**Supplied material**

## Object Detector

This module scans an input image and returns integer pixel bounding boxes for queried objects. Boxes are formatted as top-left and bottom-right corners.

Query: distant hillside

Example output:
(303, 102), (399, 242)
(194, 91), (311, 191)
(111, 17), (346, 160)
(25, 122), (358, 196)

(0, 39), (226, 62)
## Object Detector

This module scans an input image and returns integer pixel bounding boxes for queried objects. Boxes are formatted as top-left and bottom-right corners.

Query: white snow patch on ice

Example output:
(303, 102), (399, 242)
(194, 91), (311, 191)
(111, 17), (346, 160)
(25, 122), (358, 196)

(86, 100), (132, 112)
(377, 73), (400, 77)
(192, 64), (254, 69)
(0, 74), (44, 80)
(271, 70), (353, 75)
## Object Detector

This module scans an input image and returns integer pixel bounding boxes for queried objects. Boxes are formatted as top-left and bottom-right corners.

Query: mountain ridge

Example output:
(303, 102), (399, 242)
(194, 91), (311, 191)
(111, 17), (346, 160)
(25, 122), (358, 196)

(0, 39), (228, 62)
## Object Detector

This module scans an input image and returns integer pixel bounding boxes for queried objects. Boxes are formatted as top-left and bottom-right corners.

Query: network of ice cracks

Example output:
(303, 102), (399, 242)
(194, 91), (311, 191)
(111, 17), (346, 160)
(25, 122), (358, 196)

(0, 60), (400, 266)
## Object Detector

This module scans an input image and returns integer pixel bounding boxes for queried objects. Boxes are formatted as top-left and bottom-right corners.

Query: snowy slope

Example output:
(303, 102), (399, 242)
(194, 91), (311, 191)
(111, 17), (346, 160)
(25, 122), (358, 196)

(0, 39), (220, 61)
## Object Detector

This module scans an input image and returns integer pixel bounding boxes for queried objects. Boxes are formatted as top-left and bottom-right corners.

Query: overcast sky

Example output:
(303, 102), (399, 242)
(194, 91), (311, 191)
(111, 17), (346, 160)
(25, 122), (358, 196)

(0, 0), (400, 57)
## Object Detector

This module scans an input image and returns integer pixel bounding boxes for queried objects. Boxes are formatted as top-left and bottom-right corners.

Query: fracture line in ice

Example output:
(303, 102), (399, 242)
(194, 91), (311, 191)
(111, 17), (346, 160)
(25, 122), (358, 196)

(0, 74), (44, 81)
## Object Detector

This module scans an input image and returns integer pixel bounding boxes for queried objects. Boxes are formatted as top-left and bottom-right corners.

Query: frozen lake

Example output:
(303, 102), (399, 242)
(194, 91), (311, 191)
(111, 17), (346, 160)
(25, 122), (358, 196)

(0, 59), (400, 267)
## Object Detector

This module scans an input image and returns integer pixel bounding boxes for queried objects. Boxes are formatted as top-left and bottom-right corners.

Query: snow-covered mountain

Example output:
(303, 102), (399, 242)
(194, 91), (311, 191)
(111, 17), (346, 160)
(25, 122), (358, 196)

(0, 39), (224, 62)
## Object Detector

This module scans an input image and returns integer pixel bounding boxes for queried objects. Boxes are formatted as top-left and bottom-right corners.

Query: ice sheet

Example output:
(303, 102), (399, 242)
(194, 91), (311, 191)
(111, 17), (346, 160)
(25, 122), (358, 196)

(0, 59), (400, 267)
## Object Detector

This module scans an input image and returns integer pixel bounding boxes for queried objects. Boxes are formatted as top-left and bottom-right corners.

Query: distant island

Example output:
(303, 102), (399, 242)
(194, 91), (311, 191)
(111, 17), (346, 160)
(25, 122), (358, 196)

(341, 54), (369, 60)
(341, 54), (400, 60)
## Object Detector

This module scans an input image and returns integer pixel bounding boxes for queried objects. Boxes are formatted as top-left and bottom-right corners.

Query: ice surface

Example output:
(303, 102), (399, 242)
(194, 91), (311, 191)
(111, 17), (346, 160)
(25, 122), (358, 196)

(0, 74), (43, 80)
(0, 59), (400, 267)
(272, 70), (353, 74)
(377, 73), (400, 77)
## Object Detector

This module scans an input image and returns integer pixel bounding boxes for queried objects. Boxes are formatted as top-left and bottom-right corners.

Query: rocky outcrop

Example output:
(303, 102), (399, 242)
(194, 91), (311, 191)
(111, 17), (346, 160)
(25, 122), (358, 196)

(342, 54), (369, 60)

**Request**
Return every line in the data above that contains the string "distant".

**Result of the task**
Query: distant hillside
Query: distant island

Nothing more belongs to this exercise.